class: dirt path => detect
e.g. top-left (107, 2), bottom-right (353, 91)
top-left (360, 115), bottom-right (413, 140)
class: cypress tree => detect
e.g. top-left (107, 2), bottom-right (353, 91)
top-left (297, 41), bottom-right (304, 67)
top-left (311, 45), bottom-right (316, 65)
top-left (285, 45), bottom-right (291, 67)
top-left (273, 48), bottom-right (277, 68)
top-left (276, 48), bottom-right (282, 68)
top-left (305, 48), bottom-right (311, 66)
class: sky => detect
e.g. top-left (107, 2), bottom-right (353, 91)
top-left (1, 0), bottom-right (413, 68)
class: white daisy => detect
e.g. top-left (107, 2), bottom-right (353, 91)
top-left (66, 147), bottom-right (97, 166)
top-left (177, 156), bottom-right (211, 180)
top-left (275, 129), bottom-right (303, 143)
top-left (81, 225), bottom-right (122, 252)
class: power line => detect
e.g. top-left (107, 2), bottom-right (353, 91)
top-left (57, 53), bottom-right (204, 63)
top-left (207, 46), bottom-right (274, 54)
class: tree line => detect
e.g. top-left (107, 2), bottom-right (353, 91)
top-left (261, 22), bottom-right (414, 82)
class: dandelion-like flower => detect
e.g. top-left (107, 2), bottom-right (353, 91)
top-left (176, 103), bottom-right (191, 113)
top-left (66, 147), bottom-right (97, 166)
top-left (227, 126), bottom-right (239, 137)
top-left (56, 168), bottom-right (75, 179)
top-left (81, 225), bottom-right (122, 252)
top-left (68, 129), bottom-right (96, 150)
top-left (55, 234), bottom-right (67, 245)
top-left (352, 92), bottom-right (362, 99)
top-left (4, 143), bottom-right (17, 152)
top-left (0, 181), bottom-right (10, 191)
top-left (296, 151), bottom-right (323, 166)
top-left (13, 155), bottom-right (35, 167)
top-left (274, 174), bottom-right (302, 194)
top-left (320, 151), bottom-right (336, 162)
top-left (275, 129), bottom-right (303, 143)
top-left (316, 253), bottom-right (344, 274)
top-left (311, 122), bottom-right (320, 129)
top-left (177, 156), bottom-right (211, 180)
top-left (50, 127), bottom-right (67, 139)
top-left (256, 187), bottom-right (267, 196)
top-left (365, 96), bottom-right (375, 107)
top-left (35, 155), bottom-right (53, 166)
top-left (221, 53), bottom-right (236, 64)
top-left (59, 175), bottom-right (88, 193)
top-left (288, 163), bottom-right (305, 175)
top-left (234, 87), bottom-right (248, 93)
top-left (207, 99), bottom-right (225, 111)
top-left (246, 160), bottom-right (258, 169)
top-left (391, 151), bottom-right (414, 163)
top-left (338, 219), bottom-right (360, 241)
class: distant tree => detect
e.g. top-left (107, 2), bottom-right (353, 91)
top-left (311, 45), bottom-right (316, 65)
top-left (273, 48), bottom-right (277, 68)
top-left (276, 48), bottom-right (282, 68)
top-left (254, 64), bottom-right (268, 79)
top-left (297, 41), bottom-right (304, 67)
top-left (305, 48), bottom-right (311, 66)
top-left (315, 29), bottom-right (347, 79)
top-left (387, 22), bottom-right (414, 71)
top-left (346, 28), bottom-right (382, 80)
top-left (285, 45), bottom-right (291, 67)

- _About this exercise_: Your task is to print the whole listing again exactly.

- _Problem solution_:
class: dirt path => detect
e.g. top-left (107, 2), bottom-right (353, 91)
top-left (360, 115), bottom-right (413, 140)
class: cypress tree => detect
e.g. top-left (107, 2), bottom-right (353, 91)
top-left (297, 41), bottom-right (304, 67)
top-left (311, 45), bottom-right (316, 65)
top-left (285, 45), bottom-right (291, 67)
top-left (273, 48), bottom-right (277, 68)
top-left (276, 48), bottom-right (282, 68)
top-left (305, 48), bottom-right (311, 66)
class: sky => detect
e.g. top-left (107, 2), bottom-right (353, 91)
top-left (1, 0), bottom-right (413, 68)
class: white daisy => detect
e.g. top-left (107, 2), bottom-right (353, 91)
top-left (66, 147), bottom-right (97, 166)
top-left (177, 156), bottom-right (211, 180)
top-left (275, 129), bottom-right (303, 143)
top-left (81, 225), bottom-right (122, 252)
class: power line => detect
e.g. top-left (107, 2), bottom-right (353, 91)
top-left (57, 53), bottom-right (204, 63)
top-left (207, 46), bottom-right (274, 54)
class: tree line => detect
e.g. top-left (107, 2), bottom-right (353, 91)
top-left (261, 22), bottom-right (414, 82)
class: dandelion-like flower => detect
e.g. top-left (107, 2), bottom-right (353, 91)
top-left (176, 103), bottom-right (191, 113)
top-left (66, 147), bottom-right (97, 166)
top-left (227, 126), bottom-right (239, 137)
top-left (56, 168), bottom-right (75, 179)
top-left (81, 225), bottom-right (122, 252)
top-left (68, 129), bottom-right (96, 150)
top-left (55, 234), bottom-right (67, 245)
top-left (352, 92), bottom-right (362, 99)
top-left (4, 143), bottom-right (17, 152)
top-left (0, 181), bottom-right (10, 191)
top-left (296, 151), bottom-right (323, 166)
top-left (13, 155), bottom-right (35, 167)
top-left (274, 174), bottom-right (302, 194)
top-left (320, 151), bottom-right (336, 162)
top-left (275, 129), bottom-right (303, 143)
top-left (316, 253), bottom-right (344, 274)
top-left (311, 122), bottom-right (320, 129)
top-left (177, 156), bottom-right (211, 180)
top-left (50, 127), bottom-right (67, 139)
top-left (256, 187), bottom-right (267, 196)
top-left (365, 96), bottom-right (375, 107)
top-left (35, 155), bottom-right (53, 166)
top-left (221, 53), bottom-right (236, 64)
top-left (59, 175), bottom-right (88, 193)
top-left (288, 163), bottom-right (305, 175)
top-left (234, 87), bottom-right (248, 93)
top-left (207, 99), bottom-right (225, 111)
top-left (246, 160), bottom-right (258, 169)
top-left (391, 151), bottom-right (414, 163)
top-left (338, 219), bottom-right (360, 241)
class: distant tree => detect
e.g. top-left (107, 2), bottom-right (353, 91)
top-left (311, 45), bottom-right (316, 65)
top-left (273, 48), bottom-right (277, 68)
top-left (276, 48), bottom-right (282, 68)
top-left (254, 64), bottom-right (268, 79)
top-left (297, 41), bottom-right (304, 67)
top-left (305, 48), bottom-right (311, 66)
top-left (315, 29), bottom-right (347, 79)
top-left (387, 22), bottom-right (414, 71)
top-left (346, 28), bottom-right (382, 80)
top-left (285, 45), bottom-right (291, 67)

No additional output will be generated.